• **WHAT IS NEEDED**:
Convert the data from the line containing "In this exercise you will indicate the white siding" up to and including the line containing "x=128, y=144" into a JSON list of strings, with one string per line and no blank lines.

(Stored data)
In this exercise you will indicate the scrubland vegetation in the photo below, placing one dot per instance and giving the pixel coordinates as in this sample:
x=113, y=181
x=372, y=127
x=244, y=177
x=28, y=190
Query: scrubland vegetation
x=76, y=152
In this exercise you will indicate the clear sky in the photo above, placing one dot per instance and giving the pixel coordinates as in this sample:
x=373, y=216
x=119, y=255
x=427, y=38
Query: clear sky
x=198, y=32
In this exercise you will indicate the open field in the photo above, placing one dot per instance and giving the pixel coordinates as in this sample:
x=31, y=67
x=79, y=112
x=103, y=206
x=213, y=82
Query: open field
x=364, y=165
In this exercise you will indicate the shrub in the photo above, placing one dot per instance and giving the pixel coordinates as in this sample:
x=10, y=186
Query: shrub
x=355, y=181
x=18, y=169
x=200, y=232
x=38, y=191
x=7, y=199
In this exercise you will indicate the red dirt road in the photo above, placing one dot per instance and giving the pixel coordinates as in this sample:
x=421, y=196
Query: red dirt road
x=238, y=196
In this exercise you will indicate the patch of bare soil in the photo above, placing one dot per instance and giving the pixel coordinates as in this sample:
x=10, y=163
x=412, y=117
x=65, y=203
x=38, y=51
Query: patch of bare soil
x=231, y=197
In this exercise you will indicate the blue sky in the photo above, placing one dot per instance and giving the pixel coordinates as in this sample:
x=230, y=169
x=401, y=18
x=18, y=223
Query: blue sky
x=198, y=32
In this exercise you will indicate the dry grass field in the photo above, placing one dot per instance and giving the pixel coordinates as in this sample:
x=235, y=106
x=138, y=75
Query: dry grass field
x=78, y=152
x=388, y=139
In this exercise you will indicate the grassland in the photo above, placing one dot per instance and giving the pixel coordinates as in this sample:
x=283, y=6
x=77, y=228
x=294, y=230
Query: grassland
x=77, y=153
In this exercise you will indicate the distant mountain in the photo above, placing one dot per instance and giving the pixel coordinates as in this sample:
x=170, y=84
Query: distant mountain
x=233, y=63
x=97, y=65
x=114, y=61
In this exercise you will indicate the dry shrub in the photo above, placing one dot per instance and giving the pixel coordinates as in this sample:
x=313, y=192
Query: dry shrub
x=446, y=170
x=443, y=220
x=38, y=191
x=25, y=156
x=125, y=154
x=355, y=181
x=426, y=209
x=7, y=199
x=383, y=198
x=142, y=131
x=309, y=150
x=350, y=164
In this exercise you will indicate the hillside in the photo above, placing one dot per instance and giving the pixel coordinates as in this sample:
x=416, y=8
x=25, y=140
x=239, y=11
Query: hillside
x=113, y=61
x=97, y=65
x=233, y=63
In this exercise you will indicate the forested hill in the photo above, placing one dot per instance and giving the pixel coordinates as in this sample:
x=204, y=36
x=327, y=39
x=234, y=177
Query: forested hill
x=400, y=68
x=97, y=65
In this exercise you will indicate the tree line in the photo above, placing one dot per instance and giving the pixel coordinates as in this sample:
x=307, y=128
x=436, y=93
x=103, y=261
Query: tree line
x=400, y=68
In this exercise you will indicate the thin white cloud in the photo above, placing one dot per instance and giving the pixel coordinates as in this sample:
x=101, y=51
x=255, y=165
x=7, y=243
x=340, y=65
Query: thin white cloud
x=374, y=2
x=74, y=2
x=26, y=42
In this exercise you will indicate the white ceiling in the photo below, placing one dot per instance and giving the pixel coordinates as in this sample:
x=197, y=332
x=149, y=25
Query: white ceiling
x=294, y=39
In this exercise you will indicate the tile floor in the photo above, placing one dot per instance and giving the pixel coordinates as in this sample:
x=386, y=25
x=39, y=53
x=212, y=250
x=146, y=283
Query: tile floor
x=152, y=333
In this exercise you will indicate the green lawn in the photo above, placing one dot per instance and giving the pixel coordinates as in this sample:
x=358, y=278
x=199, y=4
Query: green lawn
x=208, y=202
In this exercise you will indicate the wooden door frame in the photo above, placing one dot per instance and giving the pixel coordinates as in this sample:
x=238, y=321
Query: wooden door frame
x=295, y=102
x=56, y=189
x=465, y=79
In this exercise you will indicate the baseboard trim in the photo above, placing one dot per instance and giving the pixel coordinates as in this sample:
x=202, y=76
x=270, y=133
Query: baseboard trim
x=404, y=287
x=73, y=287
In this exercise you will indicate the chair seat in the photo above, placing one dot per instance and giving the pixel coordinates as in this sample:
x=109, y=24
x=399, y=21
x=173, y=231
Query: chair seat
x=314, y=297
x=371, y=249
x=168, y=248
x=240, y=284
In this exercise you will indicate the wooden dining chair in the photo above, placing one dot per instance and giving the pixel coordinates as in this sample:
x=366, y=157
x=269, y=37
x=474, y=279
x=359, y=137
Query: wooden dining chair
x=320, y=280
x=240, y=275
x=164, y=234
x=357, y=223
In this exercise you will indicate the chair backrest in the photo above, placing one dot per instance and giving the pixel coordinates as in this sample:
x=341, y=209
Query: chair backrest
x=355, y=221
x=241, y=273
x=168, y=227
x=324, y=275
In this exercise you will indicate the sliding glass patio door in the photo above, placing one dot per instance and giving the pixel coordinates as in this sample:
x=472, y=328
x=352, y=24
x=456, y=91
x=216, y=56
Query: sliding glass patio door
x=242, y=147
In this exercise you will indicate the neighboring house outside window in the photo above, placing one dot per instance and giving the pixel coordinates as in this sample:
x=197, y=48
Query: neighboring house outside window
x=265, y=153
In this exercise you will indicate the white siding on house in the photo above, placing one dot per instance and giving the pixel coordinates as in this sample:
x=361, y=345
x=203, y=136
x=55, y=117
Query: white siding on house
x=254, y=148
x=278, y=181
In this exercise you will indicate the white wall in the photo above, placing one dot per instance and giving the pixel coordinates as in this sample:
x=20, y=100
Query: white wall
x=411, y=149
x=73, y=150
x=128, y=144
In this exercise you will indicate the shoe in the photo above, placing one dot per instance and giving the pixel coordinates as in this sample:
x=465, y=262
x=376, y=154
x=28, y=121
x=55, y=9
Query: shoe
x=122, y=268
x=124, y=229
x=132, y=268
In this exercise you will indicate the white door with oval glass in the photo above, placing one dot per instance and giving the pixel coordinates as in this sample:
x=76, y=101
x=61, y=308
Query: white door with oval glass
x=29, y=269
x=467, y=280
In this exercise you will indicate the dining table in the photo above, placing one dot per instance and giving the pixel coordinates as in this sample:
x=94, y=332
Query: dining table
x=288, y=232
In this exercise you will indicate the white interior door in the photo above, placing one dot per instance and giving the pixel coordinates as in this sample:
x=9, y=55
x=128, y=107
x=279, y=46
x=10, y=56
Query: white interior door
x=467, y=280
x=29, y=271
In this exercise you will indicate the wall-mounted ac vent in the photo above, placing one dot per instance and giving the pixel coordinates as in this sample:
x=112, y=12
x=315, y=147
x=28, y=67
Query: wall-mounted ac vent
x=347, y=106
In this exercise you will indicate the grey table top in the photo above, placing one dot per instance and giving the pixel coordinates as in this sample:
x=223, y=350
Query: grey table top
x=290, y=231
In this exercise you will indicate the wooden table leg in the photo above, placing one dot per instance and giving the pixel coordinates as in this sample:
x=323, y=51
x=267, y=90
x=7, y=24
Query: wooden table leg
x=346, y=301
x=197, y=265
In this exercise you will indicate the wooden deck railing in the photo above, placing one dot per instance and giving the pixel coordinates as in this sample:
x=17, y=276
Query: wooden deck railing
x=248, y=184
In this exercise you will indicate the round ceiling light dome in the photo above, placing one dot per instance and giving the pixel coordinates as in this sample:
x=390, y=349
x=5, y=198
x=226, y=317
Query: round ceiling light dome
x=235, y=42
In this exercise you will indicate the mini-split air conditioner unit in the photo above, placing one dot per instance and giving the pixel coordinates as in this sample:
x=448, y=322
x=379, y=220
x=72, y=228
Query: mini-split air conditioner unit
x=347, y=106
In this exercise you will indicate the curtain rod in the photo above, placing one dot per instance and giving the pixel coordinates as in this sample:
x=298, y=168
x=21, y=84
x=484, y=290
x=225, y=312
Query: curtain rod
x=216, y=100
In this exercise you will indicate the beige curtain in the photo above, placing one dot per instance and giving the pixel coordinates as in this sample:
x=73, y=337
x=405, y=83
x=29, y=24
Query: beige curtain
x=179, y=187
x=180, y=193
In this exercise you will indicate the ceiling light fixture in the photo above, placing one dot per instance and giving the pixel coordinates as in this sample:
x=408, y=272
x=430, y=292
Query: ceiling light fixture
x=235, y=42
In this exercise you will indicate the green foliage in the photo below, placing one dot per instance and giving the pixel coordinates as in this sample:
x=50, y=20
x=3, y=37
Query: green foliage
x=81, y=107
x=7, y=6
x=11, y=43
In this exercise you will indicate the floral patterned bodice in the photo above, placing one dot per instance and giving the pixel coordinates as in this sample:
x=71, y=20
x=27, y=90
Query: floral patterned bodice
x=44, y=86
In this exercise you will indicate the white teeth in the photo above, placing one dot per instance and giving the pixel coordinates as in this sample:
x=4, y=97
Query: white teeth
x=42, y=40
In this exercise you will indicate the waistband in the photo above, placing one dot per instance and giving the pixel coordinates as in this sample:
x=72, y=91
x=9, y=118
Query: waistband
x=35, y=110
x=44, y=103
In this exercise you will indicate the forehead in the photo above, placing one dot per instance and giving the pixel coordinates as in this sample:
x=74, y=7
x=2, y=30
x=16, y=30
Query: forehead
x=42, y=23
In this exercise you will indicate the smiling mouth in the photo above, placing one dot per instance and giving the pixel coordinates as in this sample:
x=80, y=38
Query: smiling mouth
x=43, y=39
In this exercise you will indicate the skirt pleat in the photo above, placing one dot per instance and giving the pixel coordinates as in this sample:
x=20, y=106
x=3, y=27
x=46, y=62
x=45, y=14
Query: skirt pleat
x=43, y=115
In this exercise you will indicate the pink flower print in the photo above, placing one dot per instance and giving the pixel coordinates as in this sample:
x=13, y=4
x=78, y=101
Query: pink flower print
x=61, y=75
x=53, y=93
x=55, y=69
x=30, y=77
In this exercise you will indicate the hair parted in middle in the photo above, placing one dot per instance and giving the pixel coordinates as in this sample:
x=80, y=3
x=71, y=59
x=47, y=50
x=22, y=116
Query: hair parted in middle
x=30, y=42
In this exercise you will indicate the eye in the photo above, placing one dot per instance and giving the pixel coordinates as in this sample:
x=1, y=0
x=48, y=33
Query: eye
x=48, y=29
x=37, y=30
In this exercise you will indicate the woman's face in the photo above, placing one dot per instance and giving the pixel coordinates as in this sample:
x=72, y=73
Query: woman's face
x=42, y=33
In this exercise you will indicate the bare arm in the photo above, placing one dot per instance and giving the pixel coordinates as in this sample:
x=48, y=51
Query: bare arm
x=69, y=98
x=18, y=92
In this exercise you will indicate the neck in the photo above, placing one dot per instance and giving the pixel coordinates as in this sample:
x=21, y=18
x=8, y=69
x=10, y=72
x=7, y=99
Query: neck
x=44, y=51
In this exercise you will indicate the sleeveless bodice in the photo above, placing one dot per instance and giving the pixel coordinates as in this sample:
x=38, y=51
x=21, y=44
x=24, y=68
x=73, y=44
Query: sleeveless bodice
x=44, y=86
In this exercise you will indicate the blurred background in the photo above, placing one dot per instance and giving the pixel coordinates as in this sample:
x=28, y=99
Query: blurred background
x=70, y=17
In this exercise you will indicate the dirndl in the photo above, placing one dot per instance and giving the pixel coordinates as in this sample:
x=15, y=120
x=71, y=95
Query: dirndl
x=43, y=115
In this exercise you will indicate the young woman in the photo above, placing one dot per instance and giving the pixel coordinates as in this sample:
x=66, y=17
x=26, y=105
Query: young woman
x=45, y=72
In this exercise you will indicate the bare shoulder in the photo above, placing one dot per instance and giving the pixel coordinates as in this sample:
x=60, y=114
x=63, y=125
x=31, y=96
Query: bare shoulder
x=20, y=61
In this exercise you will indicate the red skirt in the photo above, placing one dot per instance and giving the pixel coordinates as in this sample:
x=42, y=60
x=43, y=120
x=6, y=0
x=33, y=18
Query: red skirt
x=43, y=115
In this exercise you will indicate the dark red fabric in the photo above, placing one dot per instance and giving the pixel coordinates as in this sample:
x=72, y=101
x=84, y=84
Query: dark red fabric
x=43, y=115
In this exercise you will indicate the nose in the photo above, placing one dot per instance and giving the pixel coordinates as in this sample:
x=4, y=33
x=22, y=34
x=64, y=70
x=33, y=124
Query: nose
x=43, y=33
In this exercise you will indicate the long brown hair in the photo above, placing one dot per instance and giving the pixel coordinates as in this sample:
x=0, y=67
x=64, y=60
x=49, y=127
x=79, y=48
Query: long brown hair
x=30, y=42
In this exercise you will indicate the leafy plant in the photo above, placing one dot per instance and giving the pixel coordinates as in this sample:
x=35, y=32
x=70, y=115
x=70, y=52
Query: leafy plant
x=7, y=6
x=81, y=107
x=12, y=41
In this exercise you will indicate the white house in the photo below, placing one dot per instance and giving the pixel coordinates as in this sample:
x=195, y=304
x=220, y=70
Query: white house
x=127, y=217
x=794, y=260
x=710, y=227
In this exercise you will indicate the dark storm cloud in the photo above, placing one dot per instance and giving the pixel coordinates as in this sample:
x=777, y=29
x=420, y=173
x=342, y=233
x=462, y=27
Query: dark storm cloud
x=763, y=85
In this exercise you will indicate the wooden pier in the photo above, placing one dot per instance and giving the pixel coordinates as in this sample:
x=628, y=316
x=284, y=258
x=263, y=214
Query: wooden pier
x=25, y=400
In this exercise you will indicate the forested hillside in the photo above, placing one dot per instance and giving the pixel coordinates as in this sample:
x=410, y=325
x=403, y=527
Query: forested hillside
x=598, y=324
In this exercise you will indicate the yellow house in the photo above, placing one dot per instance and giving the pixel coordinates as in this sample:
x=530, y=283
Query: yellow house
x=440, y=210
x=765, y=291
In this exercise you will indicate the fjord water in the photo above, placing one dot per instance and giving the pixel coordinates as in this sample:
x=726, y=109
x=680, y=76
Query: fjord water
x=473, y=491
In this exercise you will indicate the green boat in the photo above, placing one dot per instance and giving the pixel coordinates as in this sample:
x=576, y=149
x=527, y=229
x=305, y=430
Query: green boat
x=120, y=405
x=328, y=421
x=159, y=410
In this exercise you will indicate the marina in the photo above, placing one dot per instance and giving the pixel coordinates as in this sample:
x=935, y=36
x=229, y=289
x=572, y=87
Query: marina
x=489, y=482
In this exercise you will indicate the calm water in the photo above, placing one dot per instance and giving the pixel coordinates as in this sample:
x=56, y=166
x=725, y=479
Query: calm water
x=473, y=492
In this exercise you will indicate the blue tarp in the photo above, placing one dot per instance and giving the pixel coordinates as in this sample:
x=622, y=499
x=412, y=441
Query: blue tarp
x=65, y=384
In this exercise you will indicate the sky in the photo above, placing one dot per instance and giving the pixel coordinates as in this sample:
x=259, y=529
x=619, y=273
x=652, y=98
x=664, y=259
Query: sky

• **TASK ANSWER**:
[
  "In this exercise you will indicate the white siding on house in the photo above, placing one dot per instance and giving the pixel coordinates as in this sample:",
  "x=361, y=345",
  "x=203, y=136",
  "x=55, y=117",
  "Query: white siding on house",
  "x=254, y=148",
  "x=278, y=181",
  "In this exercise you will indicate the white wall in the photo above, placing one dot per instance and giving the pixel coordinates as in this sample:",
  "x=20, y=100",
  "Query: white wall",
  "x=411, y=149",
  "x=73, y=150",
  "x=128, y=144"
]